Task instructions — Please lay out the whole listing below as a JSON list of strings, one string per line, with blank lines left out.
□ □ □ □ □
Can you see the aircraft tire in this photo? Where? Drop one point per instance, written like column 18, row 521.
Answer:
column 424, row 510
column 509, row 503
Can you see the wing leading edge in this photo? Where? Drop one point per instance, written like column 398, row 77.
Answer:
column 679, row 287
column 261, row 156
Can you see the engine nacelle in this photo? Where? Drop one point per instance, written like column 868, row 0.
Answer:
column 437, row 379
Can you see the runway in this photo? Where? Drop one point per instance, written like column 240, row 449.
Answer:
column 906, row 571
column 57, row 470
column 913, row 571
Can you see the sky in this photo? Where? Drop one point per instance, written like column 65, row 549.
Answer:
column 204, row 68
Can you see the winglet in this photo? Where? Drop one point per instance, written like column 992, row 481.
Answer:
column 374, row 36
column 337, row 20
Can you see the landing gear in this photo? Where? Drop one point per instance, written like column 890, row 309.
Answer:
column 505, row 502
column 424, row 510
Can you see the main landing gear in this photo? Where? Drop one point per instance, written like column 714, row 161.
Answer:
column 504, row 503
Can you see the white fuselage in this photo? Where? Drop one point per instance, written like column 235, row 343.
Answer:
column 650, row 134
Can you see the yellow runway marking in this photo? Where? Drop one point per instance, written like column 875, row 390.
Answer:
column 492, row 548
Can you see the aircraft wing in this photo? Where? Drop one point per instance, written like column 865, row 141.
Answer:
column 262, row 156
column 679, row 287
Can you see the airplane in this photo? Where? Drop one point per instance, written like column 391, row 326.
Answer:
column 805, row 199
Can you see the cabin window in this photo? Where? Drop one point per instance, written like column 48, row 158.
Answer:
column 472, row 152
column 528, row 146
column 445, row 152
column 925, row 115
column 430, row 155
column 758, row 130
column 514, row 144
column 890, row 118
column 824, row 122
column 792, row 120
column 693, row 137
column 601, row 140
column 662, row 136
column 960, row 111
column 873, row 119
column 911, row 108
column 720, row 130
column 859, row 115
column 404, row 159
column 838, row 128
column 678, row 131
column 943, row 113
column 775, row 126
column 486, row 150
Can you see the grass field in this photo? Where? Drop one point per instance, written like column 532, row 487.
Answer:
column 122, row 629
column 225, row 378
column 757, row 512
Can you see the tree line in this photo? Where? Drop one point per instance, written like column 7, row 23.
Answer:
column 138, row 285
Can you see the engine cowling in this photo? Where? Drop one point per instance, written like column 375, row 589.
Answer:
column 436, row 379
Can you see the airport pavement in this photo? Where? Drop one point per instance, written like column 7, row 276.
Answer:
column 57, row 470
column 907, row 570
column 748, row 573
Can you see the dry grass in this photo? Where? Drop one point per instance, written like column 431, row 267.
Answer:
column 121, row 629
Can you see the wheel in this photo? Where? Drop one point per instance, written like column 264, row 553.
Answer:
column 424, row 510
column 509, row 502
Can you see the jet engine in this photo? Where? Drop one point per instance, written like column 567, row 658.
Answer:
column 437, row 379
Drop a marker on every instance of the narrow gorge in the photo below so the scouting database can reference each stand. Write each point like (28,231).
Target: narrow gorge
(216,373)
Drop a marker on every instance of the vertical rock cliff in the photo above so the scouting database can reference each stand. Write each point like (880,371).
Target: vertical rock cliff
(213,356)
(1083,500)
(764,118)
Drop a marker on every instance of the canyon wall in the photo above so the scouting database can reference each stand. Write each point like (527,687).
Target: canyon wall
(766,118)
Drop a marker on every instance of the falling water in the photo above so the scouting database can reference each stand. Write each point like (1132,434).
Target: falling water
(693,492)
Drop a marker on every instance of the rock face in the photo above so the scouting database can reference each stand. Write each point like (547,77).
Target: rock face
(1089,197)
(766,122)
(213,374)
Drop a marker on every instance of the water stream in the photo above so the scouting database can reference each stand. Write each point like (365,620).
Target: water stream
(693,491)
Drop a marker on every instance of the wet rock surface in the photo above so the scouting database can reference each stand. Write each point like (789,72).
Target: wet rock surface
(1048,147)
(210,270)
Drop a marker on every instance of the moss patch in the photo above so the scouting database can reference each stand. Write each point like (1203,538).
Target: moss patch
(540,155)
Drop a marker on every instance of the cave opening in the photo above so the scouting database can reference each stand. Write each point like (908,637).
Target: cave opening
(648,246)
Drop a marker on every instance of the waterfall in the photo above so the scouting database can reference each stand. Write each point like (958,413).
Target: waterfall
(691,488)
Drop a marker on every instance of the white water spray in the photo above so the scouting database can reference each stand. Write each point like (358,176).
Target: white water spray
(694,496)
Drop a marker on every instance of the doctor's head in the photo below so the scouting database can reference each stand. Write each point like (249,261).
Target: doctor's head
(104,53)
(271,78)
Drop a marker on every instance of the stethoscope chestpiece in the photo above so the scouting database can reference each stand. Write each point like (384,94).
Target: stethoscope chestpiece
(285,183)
□ □ □ □ □
Task answer —
[
  "Can you see the aircraft tire in this photo? Where? Drop one point per instance, written like column 18, row 521.",
  "Answer:",
  "column 424, row 510",
  "column 509, row 503",
  "Can you see the wing leading edge in this photo? Where? Drop one point per instance, written like column 398, row 77.",
  "Answer:",
  "column 679, row 287",
  "column 261, row 156",
  "Can you see the engine nacelle in this photo? Where? Drop one point per instance, written like column 868, row 0.",
  "Answer:",
  "column 437, row 379",
  "Can you see the runway in this photo? Where? Drop one point per instance, written like column 240, row 449.",
  "Answer:",
  "column 906, row 571",
  "column 57, row 470",
  "column 913, row 571",
  "Can you see the sky in this photo? Where? Drop one point per instance, written like column 65, row 549.",
  "Answer:",
  "column 204, row 68",
  "Can you see the winglet in this photo? Where? Drop one point per instance, written like column 992, row 481.",
  "Answer:",
  "column 374, row 36",
  "column 337, row 20",
  "Can you see the landing gear in this photo? Where? Drop one point per instance, written like column 890, row 309.",
  "Answer:",
  "column 505, row 502",
  "column 424, row 510",
  "Can you see the main landing gear in this photo? Where? Drop one point per instance, written like column 714, row 161.",
  "Answer:",
  "column 504, row 503",
  "Can you see the white fuselage in this photo? Where? Drop one point per instance, written like column 235, row 343.",
  "Answer:",
  "column 650, row 134",
  "Can you see the yellow runway marking in this photo? Where? Drop one point per instance, written like column 875, row 390.",
  "Answer:",
  "column 492, row 548",
  "Can you see the aircraft wing in this photo? Where? Drop one point per instance, written like column 865, row 141.",
  "Answer:",
  "column 262, row 156",
  "column 679, row 287",
  "Can you see the airplane in this photo? Where? Drop one point per instance, written like column 391, row 326.",
  "Answer:",
  "column 805, row 199",
  "Can you see the cabin window in this photo? Where? Drop one point per instance, written like column 48, row 158.",
  "Answer:",
  "column 472, row 152",
  "column 528, row 146",
  "column 445, row 152",
  "column 925, row 115",
  "column 430, row 155",
  "column 758, row 130",
  "column 514, row 144",
  "column 890, row 118",
  "column 824, row 122",
  "column 792, row 120",
  "column 693, row 137",
  "column 601, row 140",
  "column 662, row 136",
  "column 960, row 111",
  "column 873, row 119",
  "column 911, row 108",
  "column 720, row 130",
  "column 859, row 115",
  "column 404, row 159",
  "column 838, row 128",
  "column 678, row 131",
  "column 943, row 113",
  "column 775, row 126",
  "column 486, row 150",
  "Can you see the grass field in this photo? Where? Drop one point per instance, written like column 532, row 487.",
  "Answer:",
  "column 122, row 629",
  "column 225, row 378",
  "column 757, row 512",
  "Can you see the tree line in this photo? Where? Drop one point per instance, written like column 7, row 23.",
  "Answer:",
  "column 138, row 285",
  "Can you see the engine cowling in this photo? Where? Drop one point per instance, written like column 375, row 589.",
  "Answer:",
  "column 436, row 379",
  "Can you see the airport pavement in this photo? Where? Drop one point per instance, written like column 7, row 276.",
  "Answer:",
  "column 57, row 470",
  "column 907, row 570",
  "column 748, row 573",
  "Can you see the dry grass in this photo? Where? Drop one point per instance, written like column 431, row 267.",
  "Answer:",
  "column 121, row 629",
  "Can you see the wheel in this photo? Where? Drop one point per instance, written like column 264, row 553.",
  "Answer:",
  "column 424, row 510",
  "column 509, row 502",
  "Can you see the jet engine in this photo? Where? Drop one point per instance, written like column 567, row 658.",
  "Answer:",
  "column 437, row 379",
  "Drop a marker on every instance of the narrow gorge in the photo below so the scouting database can reference each stand. Write each point like (28,231).",
  "Target: narrow gorge",
  "(216,373)",
  "Drop a marker on every instance of the vertical rock cliff in the photo above so the scouting database can reference each stand. Write each point like (880,371).",
  "Target: vertical rock cliff",
  "(213,356)",
  "(1083,500)",
  "(764,118)",
  "Drop a marker on every instance of the canyon wall in the photo above so the scouting database can reference each stand. Write each point like (527,687).",
  "Target: canyon wall",
  "(766,118)",
  "Drop a marker on every instance of the falling water in the photo above so the scouting database can reference each stand. Write each point like (1132,434).",
  "Target: falling water",
  "(693,492)",
  "Drop a marker on every instance of the rock face in the photo above so the scouting database can reference each stand. Write each point like (547,77).",
  "Target: rock face",
  "(1089,197)",
  "(766,122)",
  "(213,374)",
  "Drop a marker on every instance of the water stream in the photo above so the scouting database can reference each stand. Write each point like (365,620).",
  "Target: water stream",
  "(693,491)",
  "Drop a marker on every instance of the wet rock surface in the photo above so the scouting database can reference each stand. Write each point like (789,72).",
  "Target: wet rock surface",
  "(1048,147)",
  "(210,270)",
  "Drop a marker on every instance of the moss patch in the photo above so the scouting database can reference each stand. Write each point like (1203,538).",
  "Target: moss patch",
  "(540,155)",
  "Drop a marker on every instance of the cave opening in the photo above so the scouting database can reference each stand. Write each point like (908,637).",
  "Target: cave opening",
  "(648,246)",
  "Drop a marker on every instance of the waterfall in the photo above so the scouting database can reference each stand. Write each point like (958,413).",
  "Target: waterfall",
  "(691,488)",
  "Drop a marker on every instance of the white water spray in the photo above so the scouting database can reference each stand. Write each point like (358,176).",
  "Target: white water spray",
  "(694,496)",
  "Drop a marker on every instance of the doctor's head in the photo below so the scouting database can reference each stand. Write each point like (249,261).",
  "Target: doctor's head",
  "(104,53)",
  "(271,78)",
  "Drop a marker on every instance of the stethoscope chestpiece in the photo above so the scouting database can reference each stand. Write each point like (384,94).",
  "Target: stethoscope chestpiece",
  "(285,183)"
]